WORK TO COMPLETE. Once you reach the line containing "Wildlife-tally request: point out every instance of the sea" in the entries below, write out that line and each one after it down to the line containing "Wildlife-tally request: point out every instance of the green", exactly and with nothing added.

::: DATA FOR THE TASK :::

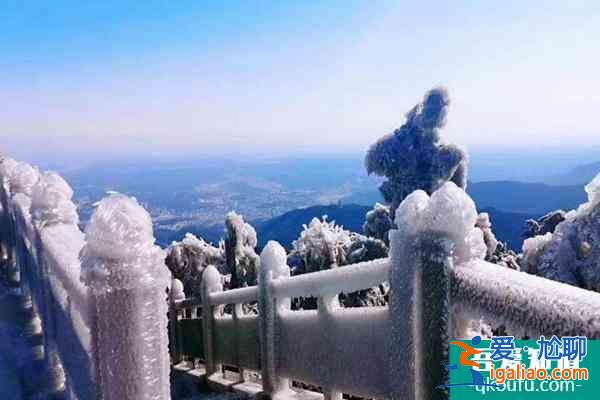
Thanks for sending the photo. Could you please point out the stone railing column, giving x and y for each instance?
(272, 266)
(127, 278)
(176, 294)
(433, 233)
(211, 283)
(420, 316)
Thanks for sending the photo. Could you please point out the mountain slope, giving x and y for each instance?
(527, 198)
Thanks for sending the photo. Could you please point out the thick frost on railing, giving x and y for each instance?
(104, 324)
(128, 280)
(524, 302)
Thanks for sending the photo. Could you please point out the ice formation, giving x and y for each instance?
(483, 223)
(321, 245)
(572, 253)
(22, 178)
(7, 165)
(378, 223)
(176, 292)
(187, 260)
(450, 211)
(546, 224)
(126, 274)
(120, 250)
(414, 157)
(242, 260)
(51, 201)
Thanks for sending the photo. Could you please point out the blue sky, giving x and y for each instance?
(176, 78)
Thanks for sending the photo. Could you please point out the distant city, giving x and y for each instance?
(194, 196)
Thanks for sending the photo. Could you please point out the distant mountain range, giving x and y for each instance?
(578, 175)
(278, 196)
(528, 198)
(509, 204)
(286, 228)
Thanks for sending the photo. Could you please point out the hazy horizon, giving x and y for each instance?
(122, 80)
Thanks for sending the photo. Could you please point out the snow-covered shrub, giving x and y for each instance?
(572, 253)
(483, 223)
(241, 258)
(321, 245)
(414, 157)
(378, 223)
(22, 178)
(532, 249)
(51, 201)
(188, 259)
(546, 224)
(324, 244)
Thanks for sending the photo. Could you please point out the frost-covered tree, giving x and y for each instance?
(241, 258)
(546, 224)
(188, 259)
(572, 253)
(323, 245)
(378, 223)
(414, 157)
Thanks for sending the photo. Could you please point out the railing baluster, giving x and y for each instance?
(211, 283)
(272, 267)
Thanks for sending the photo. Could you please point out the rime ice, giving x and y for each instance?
(450, 211)
(188, 259)
(414, 157)
(51, 201)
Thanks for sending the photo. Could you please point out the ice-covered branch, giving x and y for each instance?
(414, 157)
(51, 201)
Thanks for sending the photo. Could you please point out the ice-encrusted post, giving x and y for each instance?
(211, 283)
(272, 266)
(432, 234)
(127, 279)
(175, 294)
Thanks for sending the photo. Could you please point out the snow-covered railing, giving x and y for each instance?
(525, 302)
(98, 300)
(438, 283)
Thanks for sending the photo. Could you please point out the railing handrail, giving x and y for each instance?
(524, 301)
(345, 279)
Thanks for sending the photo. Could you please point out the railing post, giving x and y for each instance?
(176, 294)
(127, 278)
(211, 283)
(419, 311)
(272, 266)
(326, 307)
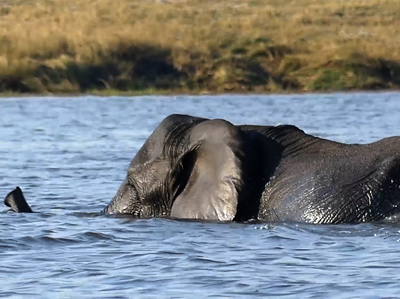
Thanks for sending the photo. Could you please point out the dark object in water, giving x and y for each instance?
(15, 200)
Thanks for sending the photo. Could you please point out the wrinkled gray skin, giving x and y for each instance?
(196, 168)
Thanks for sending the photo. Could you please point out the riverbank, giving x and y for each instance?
(178, 46)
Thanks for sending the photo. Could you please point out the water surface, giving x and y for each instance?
(70, 154)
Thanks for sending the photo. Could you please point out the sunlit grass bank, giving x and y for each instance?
(64, 46)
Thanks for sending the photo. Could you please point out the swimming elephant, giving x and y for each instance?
(197, 168)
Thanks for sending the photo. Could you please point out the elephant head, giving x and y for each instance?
(191, 168)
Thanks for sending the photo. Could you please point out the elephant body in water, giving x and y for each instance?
(197, 168)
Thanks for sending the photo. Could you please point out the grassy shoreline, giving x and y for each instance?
(198, 46)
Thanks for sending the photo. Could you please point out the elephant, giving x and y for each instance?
(210, 169)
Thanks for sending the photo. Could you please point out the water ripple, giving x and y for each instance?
(70, 156)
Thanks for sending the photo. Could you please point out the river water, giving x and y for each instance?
(70, 154)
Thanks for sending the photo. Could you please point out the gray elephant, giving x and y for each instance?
(197, 168)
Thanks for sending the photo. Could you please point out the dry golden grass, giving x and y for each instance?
(198, 45)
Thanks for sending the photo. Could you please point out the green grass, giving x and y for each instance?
(195, 46)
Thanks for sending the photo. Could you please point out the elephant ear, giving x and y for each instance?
(209, 179)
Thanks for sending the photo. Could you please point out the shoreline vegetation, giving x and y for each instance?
(198, 46)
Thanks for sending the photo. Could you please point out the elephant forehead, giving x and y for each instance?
(149, 171)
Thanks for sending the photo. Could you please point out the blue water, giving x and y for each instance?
(70, 154)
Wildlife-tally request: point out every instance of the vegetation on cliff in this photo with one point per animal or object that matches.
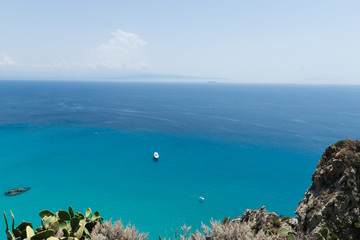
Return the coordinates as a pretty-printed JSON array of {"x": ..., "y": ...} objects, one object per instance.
[{"x": 330, "y": 210}]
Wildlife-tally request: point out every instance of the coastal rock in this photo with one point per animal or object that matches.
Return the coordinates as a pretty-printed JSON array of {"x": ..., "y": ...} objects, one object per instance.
[
  {"x": 261, "y": 219},
  {"x": 333, "y": 200}
]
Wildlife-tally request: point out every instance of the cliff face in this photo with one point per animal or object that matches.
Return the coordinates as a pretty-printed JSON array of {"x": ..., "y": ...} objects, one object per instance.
[
  {"x": 269, "y": 222},
  {"x": 333, "y": 200}
]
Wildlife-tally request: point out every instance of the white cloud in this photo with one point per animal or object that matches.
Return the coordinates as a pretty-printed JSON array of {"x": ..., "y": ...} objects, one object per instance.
[
  {"x": 5, "y": 60},
  {"x": 122, "y": 51}
]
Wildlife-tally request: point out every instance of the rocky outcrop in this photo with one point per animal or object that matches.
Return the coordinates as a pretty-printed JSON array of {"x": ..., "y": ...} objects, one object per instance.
[
  {"x": 260, "y": 219},
  {"x": 333, "y": 200}
]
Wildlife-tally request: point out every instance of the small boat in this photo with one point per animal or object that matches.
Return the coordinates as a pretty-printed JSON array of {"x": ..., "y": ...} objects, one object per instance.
[{"x": 13, "y": 192}]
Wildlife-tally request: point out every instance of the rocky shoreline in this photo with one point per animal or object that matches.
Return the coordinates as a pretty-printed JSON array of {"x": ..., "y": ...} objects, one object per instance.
[{"x": 332, "y": 202}]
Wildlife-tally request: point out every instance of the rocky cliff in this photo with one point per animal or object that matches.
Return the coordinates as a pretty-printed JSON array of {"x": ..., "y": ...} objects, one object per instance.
[{"x": 333, "y": 200}]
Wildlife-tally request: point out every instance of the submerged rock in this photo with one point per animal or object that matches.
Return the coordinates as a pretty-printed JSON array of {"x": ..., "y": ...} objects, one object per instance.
[
  {"x": 333, "y": 200},
  {"x": 13, "y": 192}
]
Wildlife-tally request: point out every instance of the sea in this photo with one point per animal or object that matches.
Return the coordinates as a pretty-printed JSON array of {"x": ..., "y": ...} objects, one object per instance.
[{"x": 239, "y": 146}]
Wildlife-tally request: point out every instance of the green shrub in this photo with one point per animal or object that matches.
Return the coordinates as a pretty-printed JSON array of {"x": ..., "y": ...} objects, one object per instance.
[{"x": 62, "y": 224}]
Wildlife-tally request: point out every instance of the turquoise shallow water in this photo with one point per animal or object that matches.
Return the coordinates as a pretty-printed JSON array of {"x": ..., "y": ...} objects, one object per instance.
[
  {"x": 113, "y": 171},
  {"x": 238, "y": 146}
]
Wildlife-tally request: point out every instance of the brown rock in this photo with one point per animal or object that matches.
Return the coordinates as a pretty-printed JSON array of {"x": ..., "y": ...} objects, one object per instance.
[{"x": 333, "y": 200}]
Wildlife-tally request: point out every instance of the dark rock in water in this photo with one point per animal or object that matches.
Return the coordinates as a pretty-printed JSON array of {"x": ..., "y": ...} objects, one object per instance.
[
  {"x": 333, "y": 200},
  {"x": 13, "y": 192},
  {"x": 260, "y": 219}
]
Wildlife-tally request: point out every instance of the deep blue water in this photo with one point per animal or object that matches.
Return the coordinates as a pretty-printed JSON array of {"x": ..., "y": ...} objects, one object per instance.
[{"x": 90, "y": 144}]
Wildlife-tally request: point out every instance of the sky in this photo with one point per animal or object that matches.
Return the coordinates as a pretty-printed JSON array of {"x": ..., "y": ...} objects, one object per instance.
[{"x": 253, "y": 41}]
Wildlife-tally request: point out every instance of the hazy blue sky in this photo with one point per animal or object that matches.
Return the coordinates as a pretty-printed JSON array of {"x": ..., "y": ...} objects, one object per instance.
[{"x": 307, "y": 41}]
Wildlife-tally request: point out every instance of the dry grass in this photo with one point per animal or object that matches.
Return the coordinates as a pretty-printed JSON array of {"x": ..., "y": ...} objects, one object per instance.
[
  {"x": 228, "y": 231},
  {"x": 216, "y": 231}
]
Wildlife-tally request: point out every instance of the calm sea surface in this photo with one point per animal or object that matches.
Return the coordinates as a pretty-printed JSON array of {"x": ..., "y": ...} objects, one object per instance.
[{"x": 238, "y": 146}]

:::

THE COMPLETED TASK.
Wildlife-tally request: point out every instance of the sea in this photo with one point per animal or object that matches.
Return the coordinates as a pretty-printed JSON array of {"x": ..., "y": ...} objects, one object per instance.
[{"x": 239, "y": 146}]
Wildlife-tally request: point out every instance of the green shrub in this photo with one point per animal or object that matches.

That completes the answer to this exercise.